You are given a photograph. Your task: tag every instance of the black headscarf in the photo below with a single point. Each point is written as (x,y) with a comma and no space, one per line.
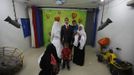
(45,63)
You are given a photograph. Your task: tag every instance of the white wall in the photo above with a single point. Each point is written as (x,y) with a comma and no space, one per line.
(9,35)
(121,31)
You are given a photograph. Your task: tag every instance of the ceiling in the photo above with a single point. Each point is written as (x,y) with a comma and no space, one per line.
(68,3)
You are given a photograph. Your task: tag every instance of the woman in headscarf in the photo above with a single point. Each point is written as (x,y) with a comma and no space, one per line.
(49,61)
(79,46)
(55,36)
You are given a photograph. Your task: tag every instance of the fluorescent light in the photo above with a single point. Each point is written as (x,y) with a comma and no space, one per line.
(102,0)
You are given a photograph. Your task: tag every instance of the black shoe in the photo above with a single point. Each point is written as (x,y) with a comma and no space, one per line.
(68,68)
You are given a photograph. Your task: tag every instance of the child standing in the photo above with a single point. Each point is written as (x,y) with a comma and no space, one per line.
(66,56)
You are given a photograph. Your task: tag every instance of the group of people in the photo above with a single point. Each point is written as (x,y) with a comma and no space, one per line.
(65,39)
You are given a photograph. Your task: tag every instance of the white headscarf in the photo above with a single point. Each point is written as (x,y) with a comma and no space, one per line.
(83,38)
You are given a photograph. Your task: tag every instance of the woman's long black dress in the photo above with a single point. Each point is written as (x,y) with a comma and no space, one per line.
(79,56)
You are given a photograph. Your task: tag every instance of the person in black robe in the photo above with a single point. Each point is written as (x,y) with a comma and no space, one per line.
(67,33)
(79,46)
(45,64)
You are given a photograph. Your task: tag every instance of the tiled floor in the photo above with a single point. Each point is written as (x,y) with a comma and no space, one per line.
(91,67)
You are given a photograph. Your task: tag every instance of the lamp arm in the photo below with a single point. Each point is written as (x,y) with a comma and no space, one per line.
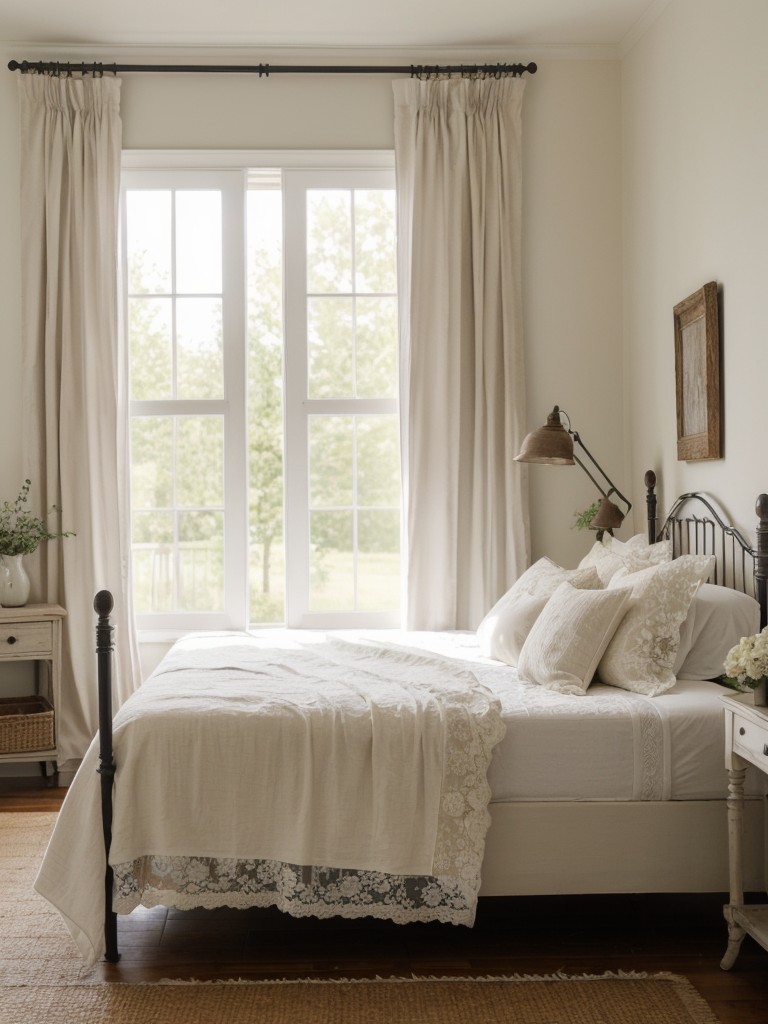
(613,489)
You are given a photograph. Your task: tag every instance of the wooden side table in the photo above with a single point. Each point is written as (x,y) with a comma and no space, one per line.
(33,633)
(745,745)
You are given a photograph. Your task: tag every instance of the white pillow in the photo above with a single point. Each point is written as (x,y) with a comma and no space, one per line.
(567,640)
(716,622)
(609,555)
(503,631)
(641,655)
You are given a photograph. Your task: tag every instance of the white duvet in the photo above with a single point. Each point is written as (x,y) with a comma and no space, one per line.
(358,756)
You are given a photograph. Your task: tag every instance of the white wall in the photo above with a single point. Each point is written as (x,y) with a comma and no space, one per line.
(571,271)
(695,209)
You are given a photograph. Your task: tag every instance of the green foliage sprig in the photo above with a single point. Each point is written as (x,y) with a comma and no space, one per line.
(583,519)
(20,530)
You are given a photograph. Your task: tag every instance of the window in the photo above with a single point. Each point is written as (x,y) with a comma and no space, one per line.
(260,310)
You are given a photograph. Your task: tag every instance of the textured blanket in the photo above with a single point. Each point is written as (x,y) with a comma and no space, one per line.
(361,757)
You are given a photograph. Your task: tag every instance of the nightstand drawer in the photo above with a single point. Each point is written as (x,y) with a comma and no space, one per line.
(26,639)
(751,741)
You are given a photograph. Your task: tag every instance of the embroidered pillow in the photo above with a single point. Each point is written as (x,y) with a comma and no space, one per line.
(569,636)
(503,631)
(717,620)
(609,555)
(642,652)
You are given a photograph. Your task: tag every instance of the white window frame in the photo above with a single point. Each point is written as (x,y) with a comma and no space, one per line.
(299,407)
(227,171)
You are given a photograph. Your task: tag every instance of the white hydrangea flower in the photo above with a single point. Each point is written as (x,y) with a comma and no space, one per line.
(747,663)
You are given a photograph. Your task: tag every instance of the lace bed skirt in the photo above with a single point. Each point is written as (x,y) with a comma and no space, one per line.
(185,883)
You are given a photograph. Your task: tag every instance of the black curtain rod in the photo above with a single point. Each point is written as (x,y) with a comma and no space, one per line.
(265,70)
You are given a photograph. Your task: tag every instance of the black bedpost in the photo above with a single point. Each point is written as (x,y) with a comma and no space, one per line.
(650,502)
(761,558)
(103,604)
==
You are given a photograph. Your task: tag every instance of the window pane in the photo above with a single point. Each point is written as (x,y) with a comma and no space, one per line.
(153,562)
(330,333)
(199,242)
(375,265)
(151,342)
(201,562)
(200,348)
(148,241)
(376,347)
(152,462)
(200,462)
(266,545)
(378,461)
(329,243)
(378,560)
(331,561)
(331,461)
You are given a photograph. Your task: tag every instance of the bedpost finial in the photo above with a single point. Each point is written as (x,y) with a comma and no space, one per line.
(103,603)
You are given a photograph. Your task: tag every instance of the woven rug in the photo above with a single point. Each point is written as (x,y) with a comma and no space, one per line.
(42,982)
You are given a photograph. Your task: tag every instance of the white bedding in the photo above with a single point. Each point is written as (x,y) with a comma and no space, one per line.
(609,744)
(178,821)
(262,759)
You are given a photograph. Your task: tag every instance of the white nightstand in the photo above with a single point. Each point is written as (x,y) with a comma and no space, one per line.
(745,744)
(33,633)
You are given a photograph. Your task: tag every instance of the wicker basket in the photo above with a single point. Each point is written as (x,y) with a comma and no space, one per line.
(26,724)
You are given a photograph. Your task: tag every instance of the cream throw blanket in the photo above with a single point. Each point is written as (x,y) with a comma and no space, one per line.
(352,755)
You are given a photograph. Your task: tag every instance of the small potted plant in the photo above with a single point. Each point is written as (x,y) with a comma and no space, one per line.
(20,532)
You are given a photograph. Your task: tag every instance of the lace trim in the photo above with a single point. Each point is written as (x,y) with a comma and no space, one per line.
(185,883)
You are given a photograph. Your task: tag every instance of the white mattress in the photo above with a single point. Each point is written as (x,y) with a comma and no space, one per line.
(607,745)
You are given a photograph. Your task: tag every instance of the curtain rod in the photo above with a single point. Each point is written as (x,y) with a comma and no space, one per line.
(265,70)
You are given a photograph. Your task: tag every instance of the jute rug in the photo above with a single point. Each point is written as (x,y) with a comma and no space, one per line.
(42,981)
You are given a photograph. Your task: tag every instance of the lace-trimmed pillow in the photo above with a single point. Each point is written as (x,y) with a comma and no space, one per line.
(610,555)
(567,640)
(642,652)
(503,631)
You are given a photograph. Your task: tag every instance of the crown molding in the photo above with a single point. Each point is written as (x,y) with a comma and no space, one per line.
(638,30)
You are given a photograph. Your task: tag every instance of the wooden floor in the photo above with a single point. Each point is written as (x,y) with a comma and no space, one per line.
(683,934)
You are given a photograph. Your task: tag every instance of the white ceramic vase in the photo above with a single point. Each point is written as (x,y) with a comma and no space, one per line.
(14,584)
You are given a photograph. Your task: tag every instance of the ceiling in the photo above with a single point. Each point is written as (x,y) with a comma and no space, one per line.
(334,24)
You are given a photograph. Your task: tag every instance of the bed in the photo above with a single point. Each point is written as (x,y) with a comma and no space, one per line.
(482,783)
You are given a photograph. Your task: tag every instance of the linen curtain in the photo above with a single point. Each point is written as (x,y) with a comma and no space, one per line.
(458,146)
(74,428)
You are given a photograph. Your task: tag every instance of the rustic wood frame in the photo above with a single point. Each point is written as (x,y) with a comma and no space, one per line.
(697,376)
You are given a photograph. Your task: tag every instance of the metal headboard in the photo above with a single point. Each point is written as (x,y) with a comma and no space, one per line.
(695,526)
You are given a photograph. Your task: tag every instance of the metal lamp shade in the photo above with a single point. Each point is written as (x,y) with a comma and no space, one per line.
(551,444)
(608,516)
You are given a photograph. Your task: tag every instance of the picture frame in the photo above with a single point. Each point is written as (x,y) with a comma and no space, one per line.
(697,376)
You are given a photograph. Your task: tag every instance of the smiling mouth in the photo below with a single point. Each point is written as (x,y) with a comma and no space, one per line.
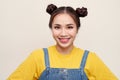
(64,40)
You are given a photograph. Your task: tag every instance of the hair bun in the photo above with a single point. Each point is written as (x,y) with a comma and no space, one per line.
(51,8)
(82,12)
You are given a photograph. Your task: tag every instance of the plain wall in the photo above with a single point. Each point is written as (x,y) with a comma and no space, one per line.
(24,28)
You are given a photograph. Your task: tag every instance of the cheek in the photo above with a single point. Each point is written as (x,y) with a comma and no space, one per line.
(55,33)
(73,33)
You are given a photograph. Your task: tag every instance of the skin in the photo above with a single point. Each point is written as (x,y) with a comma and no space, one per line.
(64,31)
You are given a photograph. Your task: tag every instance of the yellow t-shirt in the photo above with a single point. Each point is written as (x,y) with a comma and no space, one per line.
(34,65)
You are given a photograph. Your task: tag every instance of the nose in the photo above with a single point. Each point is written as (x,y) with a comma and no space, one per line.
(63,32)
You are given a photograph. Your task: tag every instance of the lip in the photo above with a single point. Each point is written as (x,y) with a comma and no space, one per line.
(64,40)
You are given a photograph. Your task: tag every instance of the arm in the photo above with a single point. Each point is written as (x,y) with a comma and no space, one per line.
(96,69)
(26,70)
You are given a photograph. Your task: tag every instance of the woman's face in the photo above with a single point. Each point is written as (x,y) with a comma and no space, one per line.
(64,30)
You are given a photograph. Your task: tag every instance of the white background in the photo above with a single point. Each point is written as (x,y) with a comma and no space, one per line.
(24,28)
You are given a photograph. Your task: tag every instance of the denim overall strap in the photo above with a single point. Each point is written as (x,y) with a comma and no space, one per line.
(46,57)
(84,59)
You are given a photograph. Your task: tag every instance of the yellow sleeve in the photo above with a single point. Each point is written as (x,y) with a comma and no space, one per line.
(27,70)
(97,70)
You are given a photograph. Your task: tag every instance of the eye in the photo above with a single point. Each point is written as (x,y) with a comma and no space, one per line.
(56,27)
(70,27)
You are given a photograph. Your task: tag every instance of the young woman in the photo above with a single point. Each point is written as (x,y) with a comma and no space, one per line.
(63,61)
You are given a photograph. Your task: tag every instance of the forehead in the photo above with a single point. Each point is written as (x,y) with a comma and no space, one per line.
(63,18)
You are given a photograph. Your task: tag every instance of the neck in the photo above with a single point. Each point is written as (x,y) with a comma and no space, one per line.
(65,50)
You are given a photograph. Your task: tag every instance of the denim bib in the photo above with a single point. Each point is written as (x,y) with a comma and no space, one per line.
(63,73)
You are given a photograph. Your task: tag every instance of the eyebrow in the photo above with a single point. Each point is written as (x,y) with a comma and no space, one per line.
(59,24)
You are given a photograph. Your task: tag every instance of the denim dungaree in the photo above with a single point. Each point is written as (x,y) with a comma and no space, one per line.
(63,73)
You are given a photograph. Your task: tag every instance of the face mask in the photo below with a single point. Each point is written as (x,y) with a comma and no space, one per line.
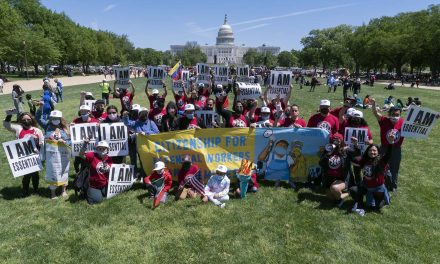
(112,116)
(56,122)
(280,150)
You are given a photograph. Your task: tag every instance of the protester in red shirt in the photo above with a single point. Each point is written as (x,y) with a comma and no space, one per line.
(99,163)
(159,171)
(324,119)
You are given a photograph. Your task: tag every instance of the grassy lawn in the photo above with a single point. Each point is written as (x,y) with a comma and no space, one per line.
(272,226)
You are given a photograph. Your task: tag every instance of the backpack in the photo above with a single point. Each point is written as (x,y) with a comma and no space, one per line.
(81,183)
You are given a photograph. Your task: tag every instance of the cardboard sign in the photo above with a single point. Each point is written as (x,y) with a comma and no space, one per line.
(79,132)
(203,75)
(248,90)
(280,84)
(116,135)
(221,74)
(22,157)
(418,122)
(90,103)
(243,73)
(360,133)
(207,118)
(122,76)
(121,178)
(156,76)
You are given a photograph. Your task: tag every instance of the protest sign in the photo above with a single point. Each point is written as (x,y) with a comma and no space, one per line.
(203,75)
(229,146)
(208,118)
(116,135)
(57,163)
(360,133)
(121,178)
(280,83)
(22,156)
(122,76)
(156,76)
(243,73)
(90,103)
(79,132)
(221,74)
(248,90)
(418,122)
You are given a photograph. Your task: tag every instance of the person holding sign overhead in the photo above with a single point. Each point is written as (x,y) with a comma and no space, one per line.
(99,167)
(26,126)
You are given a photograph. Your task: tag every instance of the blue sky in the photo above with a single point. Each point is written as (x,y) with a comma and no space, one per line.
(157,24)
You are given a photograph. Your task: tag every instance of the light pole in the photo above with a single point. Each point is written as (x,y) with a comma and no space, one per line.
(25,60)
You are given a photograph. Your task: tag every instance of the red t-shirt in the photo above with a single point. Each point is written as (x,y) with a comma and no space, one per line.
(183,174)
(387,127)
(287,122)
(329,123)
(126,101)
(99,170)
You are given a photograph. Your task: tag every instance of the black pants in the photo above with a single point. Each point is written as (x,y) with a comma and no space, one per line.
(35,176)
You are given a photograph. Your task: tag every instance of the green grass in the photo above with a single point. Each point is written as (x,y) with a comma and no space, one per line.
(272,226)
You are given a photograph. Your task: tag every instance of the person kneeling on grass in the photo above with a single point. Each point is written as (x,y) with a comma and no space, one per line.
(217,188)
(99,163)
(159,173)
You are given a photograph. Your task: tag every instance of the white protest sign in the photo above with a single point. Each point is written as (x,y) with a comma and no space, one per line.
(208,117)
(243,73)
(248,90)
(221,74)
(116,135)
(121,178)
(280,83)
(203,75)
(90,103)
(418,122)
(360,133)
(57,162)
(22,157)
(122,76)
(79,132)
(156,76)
---
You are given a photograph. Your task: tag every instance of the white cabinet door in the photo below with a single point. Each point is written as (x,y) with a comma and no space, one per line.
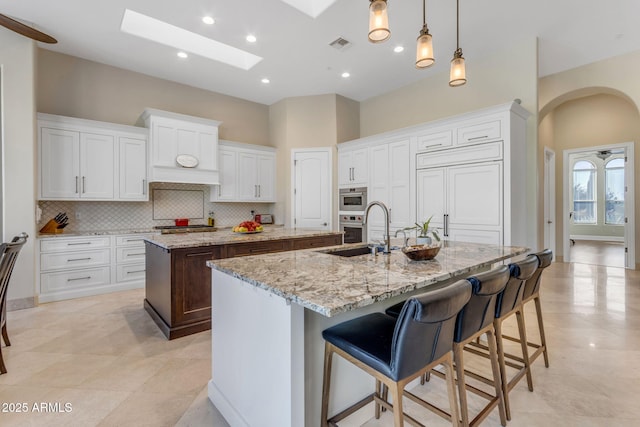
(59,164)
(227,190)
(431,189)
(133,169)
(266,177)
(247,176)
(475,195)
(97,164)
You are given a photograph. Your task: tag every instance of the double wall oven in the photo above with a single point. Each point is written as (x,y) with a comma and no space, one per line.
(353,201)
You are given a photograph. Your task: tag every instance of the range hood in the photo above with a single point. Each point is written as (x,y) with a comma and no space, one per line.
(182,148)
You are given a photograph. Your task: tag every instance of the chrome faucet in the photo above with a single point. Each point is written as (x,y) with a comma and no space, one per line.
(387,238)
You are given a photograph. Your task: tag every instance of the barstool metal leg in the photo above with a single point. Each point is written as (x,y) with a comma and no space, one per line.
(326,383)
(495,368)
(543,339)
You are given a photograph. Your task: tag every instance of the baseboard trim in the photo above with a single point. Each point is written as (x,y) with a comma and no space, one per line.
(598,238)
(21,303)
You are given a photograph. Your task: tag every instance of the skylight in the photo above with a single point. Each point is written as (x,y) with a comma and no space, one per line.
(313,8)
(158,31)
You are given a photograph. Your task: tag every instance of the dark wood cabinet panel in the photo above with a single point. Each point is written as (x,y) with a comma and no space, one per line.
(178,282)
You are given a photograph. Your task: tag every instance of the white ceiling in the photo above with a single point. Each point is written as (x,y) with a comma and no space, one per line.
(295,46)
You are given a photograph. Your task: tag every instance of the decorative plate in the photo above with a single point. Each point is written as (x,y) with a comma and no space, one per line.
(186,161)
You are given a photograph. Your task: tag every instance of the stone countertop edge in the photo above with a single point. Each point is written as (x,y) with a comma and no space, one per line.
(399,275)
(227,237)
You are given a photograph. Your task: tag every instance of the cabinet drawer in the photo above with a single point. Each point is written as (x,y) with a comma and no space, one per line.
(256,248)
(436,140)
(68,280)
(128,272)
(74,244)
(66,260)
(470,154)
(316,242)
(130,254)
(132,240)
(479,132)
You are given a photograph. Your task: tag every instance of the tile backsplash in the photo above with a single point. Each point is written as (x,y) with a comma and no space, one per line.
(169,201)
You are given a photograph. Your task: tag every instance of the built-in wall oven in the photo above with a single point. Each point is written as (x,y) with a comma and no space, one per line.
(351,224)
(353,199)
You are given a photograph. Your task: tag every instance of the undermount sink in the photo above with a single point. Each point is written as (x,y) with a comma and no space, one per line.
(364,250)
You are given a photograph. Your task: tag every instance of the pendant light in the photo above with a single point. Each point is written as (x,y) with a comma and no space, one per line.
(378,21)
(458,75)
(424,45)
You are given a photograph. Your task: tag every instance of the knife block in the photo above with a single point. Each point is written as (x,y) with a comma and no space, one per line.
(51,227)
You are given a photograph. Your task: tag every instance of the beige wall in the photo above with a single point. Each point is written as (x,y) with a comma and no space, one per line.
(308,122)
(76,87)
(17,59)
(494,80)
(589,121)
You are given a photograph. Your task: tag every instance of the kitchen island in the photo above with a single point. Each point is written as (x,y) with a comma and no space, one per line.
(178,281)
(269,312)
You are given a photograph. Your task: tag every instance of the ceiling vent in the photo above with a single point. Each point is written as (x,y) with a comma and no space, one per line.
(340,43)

__Stated task__
Show every line of the records above that contains the string "denim".

__Written response__
You are given a photograph. Your task: tag every instance of the denim overall strap in the photo above with a single point. Each point is written as (x,y) with a comma and no space, one per line.
You are given a photograph. Your task: tag every instance of the denim bib in the photo above with a single point. Each point is written as (x,y) with a comma and no space, one per line.
You are given a photograph. Your task: tag every instance of the denim dungaree in the photo above with a single point. Each point is written as (x,y) with a comma and no space, one per line.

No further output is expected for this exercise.